- [取り組むこと]:
• a. IPO準備企業への転職についての文章から、「ですが、結論からお伝えすると」で始まり「は大きなメリットとなります。」まで続く部分を、そのまま書き写してください。
• b. IPO準備企業への転職についての文章によると、ヒュープロはどんな分野にしぼった転職サイトですか。
• c. IPO準備企業への転職についての文章を、最後の文のあとから書き進めてください。

- [読む文章]:
****************

IPO準備企業は、他では味わい難い経験ができることから、転職先の選択肢として密かに注目を集めています。今回はそんなIPO準備会社で働くメリットやデメリットを解説します。上場準備企業の中からどんな企業を選ぶのがいいのか、どのような人材が求められているのかについても紹介していきます。
▶︎ 士業・管理部門でスピード内定|HUPRO はこちら
IPO準備企業に転職したいと考える方の理由として、「自身の市場価値を上げたい」と考えている方も多いのではないでしょうか?特に、IPOはどこでもできる経験ではないため、その瞬間に立ち会うことができれば、自ずと市場価値も上がるだろうと思ってしまいます。
ですが、結論からお伝えすると「IPO準備企業に入る=市場価値が上がる」訳ではありません。
確かにIPOに挑戦するということは非常に貴重な経験ですし、既に上場している大手企業や出来立てのドベンチャー企業ではできないため、そのIPO準備に携わったという経験は非常に価値の高い経験です。ですが、あくまでもその中で自身がどのような活躍をし、何を得たのかが重要です。
特に、「市場価値を高めたい」という言葉の裏側には、「年収を上げたい」「次の転職で有利に動きたい」という思いがあることが多いため、次の転職までを見越しているのであれば、より一層、IPO準備経験の中でどのようなスキルや知識を身に着けるのかが重要になります。
いきなり厳しい言葉をお伝えしましたが、IPO準備に携わった経験は転職に有利に働くことが多いです。当社ヒュープロは士業・管理部門に特化した転職サイトですので、経理職や公認会計士の転職を多数ご支援していますが、中でもCFOなどのハイクラスポジションの求人では、IPO経験が応募資格の中で必須経験とされている求人もあります。
その他の職種でもIPO準備を経験していることで転職に有利になることがありますが、やはり同じIPOを目指す企業ではIPOを1度経験している人材はなんとしても欲しい人材となります。
また、IPOに挑戦しない企業への転職においても、IPO経験を通して身につくスキルや知識は幅広い環境で活かせるため、その経験を上手く伝えることができれば、転職活動では有利に動くことができます。
IPO準備会社に転職することで得られるメリットはほかの会社では味わいにくいものばかりです。主なメリットを3つ紹介していきます。
IPOができる会社の共通点は、社内に熱気や活気があり、成長のチャンスが多いことです。上場企業はある種完成した状態ですので、社員の数も多く、会社全体で同じ方向を向いて戦うという雰囲気はあまりないです。熱気をもって一生懸命仕事をし、その分成長したい方には大きなメリットとなります。

****************

- [データの記録]:
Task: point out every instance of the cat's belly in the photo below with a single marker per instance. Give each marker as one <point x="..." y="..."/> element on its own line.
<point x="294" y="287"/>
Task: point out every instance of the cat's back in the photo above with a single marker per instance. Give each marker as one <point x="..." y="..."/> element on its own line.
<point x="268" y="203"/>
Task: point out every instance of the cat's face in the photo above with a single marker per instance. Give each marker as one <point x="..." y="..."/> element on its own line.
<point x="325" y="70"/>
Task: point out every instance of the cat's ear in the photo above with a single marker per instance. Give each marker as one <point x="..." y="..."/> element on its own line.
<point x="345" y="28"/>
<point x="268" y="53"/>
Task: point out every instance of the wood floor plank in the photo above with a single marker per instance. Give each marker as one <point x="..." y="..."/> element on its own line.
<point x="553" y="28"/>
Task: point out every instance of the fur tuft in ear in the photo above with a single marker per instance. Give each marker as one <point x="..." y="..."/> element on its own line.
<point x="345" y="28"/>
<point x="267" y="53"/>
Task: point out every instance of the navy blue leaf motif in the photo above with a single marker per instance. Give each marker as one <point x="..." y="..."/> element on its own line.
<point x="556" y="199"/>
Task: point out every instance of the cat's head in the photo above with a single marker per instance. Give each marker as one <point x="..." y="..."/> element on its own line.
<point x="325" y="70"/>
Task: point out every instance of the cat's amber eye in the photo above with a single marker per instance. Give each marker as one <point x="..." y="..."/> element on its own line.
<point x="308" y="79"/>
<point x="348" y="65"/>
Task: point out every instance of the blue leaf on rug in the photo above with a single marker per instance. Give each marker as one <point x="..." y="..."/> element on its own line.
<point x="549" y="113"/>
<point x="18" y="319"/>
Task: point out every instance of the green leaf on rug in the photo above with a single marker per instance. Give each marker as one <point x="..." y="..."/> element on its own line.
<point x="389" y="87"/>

****************

- [答えの例]:
• a.
ですが、結論からお伝えすると「IPO準備企業に入る=市場価値が上がる」訳ではありません。
確かにIPOに挑戦するということは非常に貴重な経験ですし、既に上場している大手企業や出来立てのドベンチャー企業ではできないため、そのIPO準備に携わったという経験は非常に価値の高い経験です。ですが、あくまでもその中で自身がどのような活躍をし、何を得たのかが重要です。
特に、「市場価値を高めたい」という言葉の裏側には、「年収を上げたい」「次の転職で有利に動きたい」という思いがあることが多いため、次の転職までを見越しているのであれば、より一層、IPO準備経験の中でどのようなスキルや知識を身に着けるのかが重要になります。
いきなり厳しい言葉をお伝えしましたが、IPO準備に携わった経験は転職に有利に働くことが多いです。当社ヒュープロは士業・管理部門に特化した転職サイトですので、経理職や公認会計士の転職を多数ご支援していますが、中でもCFOなどのハイクラスポジションの求人では、IPO経験が応募資格の中で必須経験とされている求人もあります。
その他の職種でもIPO準備を経験していることで転職に有利になることがありますが、やはり同じIPOを目指す企業ではIPOを1度経験している人材はなんとしても欲しい人材となります。
また、IPOに挑戦しない企業への転職においても、IPO経験を通して身につくスキルや知識は幅広い環境で活かせるため、その経験を上手く伝えることができれば、転職活動では有利に動くことができます。
IPO準備会社に転職することで得られるメリットはほかの会社では味わいにくいものばかりです。主なメリットを3つ紹介していきます。
IPOができる会社の共通点は、社内に熱気や活気があり、成長のチャンスが多いことです。上場企業はある種完成した状態ですので、社員の数も多く、会社全体で同じ方向を向いて戦うという雰囲気はあまりないです。熱気をもって一生懸命仕事をし、その分成長したい方には大きなメリットとなります。

• b. 士業・管理部門に特化した転職サイトです。

• c.
また、IPO準備中の企業はまだまだ発展途上のため、幅広い業務を1人で担当する可能性が高いです。もちろんその分大変にはなりますが、様々な仕事を裁量を持って進められるというのは、裏を返せば成長のチャンスが多くあるということです。
IPOできる会社は、年に100社~200社程度です。日本には数多くのスタートアップがありますが、実際にIPOできる会社は限られているのです。IPO準備会社に転職し実際にIPOを体験することができれば、一生にあるかないかのことであり、得難い体験となること間違いなしです。
転職後、ストックオプションをもらえることができれば、上場した際に多額の株式売却益が手に入る可能性があります。ただし、転職してすぐにストックオプションが付与されるケースは稀で、継続して勤務することなどが付与の条件として付されることが通常です。そのため、ストックオプションによる報酬を狙うのであれば、IPO直前期の会社よりも、少しIPOに時間がかかる会社の方がお勧めです。IPO準備会社にすぐに転職し、継続勤務し、高いバリュエーションによりIPOされれば、一攫千金も夢ではありません。
IPO準備会社に転職することで、上記のとおり、大きなメリットを享受できる可能性があります。一方で、IPO準備会社ならではのデメリットも見逃せません。メリットとデメリットをよく検討したうえで、IPO準備会社への転職を進めるようにしてください。
IPO準備会社は、上場企業に比べて資金力が弱く、儲けも多くはありません。そのため、人件費に多くの予算をかけることができません。そのため、必然的にベース報酬は低く設定されるケースが多くなります。
IPO準備会社といえども、例えば新型コロナウィルスのような有事の際は、大きな影響を受け、追加の資金調達ができなければ破産に追い込まれるリスクがあります。安定的な雇用を望むのであれば、デメリットの方が大きいため、IPO準備会社への転職は基本的にはお勧めできません。
IPO準備会社に転職したのは良いものの、実際にIPOできる保証はどこにもありません。IPOできない場合は、低成長のまま経営を続ける、他企業にM&Aされる、破産してしまうといった選択肢がありますが、IPOを比べるとどれもハッピーではありません。どの企業も転職面接の際には、IPOに自信を持っていると言われるかもしれませんが、自分の目で確かめてIPOの可能性を冷静に見極めるようにしましょう。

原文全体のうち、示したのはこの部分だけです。